§ **Excerpted passage**:
______

I know I’m late to the party, but have just started working on this project.
Looking at the ESP32-Korvo-V1.1 (and also ESP32-LyraTD-MSC), I believe this off the shelf currently produced product meets the needs of the project. They can currently be purchased for around $20
It’s hardware is fully documented and open source. It looks like it meets (or at least is very close to) the quality of existing commercial Voice assistants (Google Home/Alexa). (though I wold much rather that the device had a VPU (voice processing unit) with Acoustic Echo Cancelation) Maybe the ESP32-LyraTD-MSC could be a better alternative?
Circuit schematics can be found here:
ESP32-Korvo V1.1
The core parts I believe a polished voice assistant need to have:
-Far field voice detection, using a VPU and at least an array of 3 microphones
-Fast response time from Spoken intent to audio Response
-One wake, if multiple Satellites are in range of the wake word, only use the closest satellite to interface with.
-Context aware communication, the area a satellite detects communication should be able to infer commands. i.e. turn on the light
-An table top ready enclosure, 3D printable so no reliance on specific retail parts that aren’t available globally. I find 3D printed objects unpleasing on the eye, so this would be covered in a Speaker grille textile to provide a elegant finish
-LED feedback in the form of a Ring to provide feedback for the direction of intent being picked up from the array, and other statuses
-Music playback, the device should function as a DLNA media renderer
-A decent quality speaker and amplifier, able to render audio to a enjoyable quality and volume.

______

§ **Exercise description**:
Extract the passage of the voice assistant post from "-Context aware communication, the" to "quality and volume.", word for word. The material that comes next is separate from the voice assistant post.

______

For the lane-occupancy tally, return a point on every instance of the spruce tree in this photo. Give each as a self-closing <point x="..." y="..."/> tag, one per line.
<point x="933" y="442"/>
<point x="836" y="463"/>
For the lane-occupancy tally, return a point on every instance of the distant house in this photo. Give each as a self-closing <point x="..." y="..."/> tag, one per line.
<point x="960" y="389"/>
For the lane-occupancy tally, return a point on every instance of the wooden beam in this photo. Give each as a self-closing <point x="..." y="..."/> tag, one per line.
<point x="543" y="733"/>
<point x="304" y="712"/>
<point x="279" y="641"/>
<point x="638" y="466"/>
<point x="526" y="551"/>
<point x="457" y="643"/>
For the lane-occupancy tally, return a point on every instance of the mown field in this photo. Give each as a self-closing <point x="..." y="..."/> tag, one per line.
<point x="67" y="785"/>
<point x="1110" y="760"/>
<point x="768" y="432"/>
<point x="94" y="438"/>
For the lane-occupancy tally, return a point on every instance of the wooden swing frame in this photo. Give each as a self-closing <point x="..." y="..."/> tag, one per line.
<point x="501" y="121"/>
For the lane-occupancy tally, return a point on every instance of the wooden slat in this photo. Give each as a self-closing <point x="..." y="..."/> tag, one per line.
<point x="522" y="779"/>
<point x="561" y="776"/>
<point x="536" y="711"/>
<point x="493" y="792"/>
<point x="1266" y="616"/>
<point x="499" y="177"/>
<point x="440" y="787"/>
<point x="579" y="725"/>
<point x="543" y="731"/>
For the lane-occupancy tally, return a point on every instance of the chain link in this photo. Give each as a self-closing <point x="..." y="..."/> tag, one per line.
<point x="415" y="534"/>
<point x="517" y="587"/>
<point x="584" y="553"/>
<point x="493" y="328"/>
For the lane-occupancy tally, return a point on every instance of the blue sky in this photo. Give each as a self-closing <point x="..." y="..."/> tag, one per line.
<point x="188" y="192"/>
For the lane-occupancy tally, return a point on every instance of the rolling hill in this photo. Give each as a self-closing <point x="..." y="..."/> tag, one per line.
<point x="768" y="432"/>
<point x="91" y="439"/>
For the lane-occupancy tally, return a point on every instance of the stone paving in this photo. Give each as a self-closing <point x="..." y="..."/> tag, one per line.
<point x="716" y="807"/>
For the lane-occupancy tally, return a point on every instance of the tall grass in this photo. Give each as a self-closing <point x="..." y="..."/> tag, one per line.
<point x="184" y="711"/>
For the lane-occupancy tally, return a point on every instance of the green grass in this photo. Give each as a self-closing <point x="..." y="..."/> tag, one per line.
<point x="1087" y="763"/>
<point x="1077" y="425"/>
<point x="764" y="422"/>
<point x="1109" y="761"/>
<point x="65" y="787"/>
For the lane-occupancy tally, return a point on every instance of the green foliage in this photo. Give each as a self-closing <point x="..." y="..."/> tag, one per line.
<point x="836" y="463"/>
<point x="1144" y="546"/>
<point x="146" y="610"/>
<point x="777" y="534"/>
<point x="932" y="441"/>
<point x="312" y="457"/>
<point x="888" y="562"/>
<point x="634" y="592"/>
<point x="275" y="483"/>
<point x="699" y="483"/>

______

§ **Task answer**:
-Context aware communication, the area a satellite detects communication should be able to infer commands. i.e. turn on the light
-An table top ready enclosure, 3D printable so no reliance on specific retail parts that aren’t available globally. I find 3D printed objects unpleasing on the eye, so this would be covered in a Speaker grille textile to provide a elegant finish
-LED feedback in the form of a Ring to provide feedback for the direction of intent being picked up from the array, and other statuses
-Music playback, the device should function as a DLNA media renderer
-A decent quality speaker and amplifier, able to render audio to a enjoyable quality and volume.